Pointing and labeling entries

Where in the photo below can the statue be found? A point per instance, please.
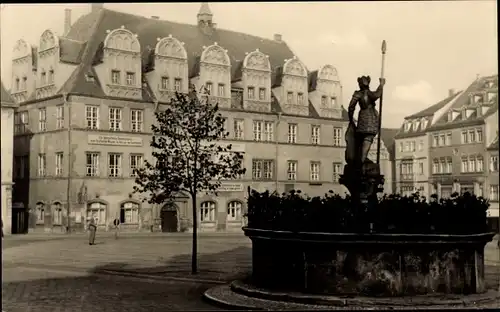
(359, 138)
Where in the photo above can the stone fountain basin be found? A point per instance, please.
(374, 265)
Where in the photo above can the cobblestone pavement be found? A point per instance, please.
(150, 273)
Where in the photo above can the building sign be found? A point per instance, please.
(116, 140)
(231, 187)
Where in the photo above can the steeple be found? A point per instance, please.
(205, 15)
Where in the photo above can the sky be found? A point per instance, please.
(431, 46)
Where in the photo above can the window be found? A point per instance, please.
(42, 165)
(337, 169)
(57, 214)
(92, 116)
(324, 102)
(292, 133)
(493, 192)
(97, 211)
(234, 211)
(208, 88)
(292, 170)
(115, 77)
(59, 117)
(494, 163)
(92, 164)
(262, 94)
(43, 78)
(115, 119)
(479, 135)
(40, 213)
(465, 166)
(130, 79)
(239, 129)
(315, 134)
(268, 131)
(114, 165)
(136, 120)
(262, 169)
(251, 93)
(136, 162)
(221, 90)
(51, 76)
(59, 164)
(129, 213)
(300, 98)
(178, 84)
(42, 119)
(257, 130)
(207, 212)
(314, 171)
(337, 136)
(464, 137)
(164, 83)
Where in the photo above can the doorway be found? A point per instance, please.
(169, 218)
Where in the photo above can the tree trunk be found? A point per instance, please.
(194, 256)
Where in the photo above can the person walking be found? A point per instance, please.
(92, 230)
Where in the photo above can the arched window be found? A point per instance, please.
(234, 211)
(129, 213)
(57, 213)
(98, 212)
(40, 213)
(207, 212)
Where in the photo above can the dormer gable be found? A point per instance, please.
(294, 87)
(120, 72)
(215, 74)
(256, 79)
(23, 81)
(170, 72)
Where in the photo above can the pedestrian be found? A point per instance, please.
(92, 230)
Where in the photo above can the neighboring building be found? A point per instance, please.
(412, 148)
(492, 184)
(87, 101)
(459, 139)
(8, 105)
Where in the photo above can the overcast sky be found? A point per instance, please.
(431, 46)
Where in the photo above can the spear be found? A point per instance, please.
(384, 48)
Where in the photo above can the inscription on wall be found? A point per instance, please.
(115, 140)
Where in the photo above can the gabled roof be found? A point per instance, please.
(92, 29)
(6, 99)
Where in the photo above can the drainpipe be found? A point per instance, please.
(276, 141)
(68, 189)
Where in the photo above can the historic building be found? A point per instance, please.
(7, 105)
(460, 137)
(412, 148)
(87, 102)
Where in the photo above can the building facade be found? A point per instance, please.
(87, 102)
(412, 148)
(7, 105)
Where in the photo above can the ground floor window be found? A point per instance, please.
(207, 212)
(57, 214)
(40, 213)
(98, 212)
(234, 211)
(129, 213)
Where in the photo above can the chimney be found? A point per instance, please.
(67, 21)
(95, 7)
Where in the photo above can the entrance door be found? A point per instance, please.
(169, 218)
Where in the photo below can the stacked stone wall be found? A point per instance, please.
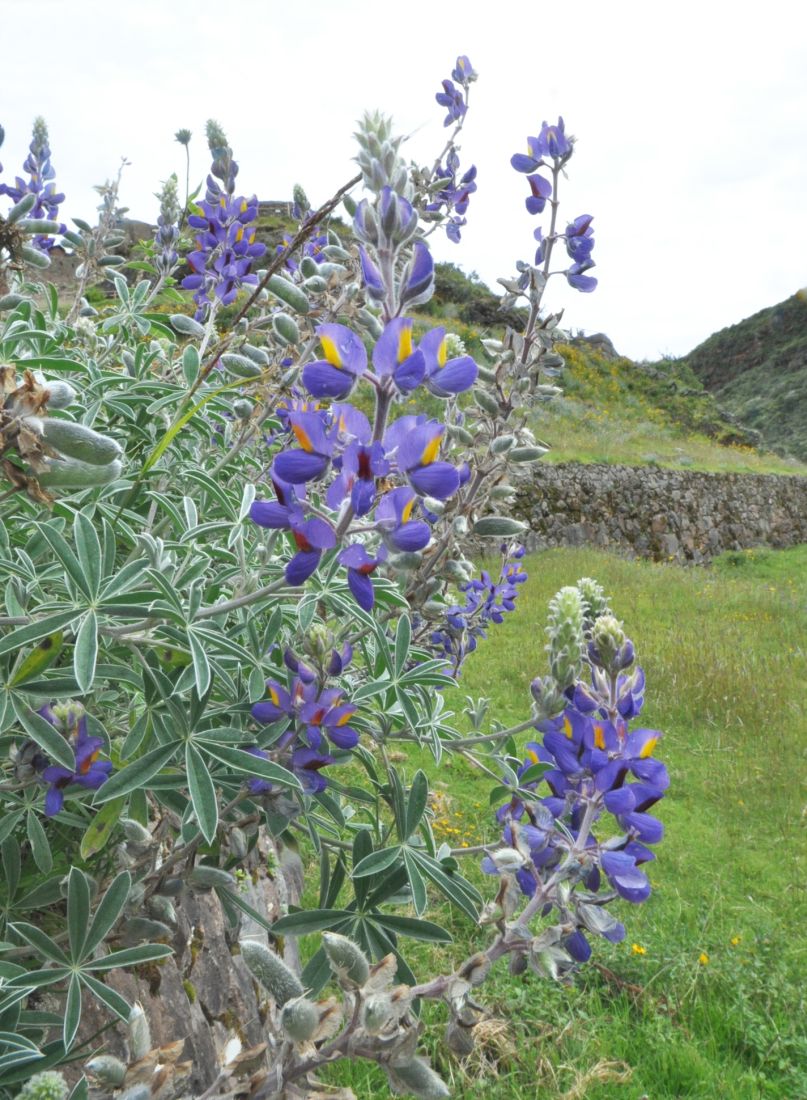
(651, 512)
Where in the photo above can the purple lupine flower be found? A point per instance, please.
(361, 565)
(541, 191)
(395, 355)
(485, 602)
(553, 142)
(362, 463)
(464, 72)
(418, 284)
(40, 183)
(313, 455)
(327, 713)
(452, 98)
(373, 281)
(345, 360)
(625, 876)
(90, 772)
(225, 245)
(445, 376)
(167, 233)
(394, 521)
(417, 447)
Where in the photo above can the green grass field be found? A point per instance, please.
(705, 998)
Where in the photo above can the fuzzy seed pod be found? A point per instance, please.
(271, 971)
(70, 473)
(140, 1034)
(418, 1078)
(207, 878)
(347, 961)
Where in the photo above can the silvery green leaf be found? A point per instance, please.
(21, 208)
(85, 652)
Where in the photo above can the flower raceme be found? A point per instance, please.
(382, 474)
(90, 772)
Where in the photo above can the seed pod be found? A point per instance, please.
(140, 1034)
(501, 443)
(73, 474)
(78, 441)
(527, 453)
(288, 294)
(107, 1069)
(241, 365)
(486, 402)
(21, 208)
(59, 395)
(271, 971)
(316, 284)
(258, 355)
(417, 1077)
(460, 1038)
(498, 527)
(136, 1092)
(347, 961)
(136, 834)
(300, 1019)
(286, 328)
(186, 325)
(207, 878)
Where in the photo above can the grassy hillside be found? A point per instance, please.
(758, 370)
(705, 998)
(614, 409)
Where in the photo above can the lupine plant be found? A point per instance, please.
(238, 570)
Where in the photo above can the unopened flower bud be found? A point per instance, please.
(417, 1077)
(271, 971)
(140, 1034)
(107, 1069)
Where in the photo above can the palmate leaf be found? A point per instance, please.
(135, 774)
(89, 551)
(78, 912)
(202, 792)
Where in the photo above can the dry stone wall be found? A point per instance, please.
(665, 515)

Exercise instructions:
Repeat exactly the lines above from the line that contains "Where in the photo above can the fuzzy" through the end. Include both of these ends; leave out everything else.

Output of the task:
Where in the photo above can the fuzzy seed pod be found? A point per instance, please.
(271, 971)
(70, 473)
(140, 1034)
(418, 1078)
(207, 878)
(347, 961)
Where in the photo above can the silvery green leaf be found? A point per instance, please.
(21, 208)
(85, 652)
Where in the photo above can the flower raceme be found? A point per instance, please.
(382, 474)
(90, 772)
Where in the photo above can the seed pod be found? A point per instance, please.
(140, 1034)
(501, 443)
(73, 474)
(78, 441)
(527, 453)
(288, 294)
(107, 1069)
(241, 365)
(486, 402)
(21, 208)
(59, 395)
(271, 971)
(316, 284)
(258, 355)
(417, 1077)
(460, 1038)
(498, 527)
(136, 1092)
(347, 961)
(136, 834)
(300, 1019)
(286, 328)
(186, 325)
(207, 878)
Where in the photo above can the grassy hillside be found? A point per instance, please.
(758, 370)
(705, 998)
(614, 409)
Where in the photo above can the lupine plant be found? A point per instance, please.
(238, 570)
Where in the photo above can the unopened flower bud be found? A point per instance, please.
(417, 1077)
(271, 971)
(140, 1034)
(107, 1069)
Where in the photo above can the palmate leaf be found? A point per instance, please.
(135, 774)
(89, 551)
(78, 912)
(202, 792)
Where in the photo above can the dry stone wall be found? A point per instance, please.
(665, 515)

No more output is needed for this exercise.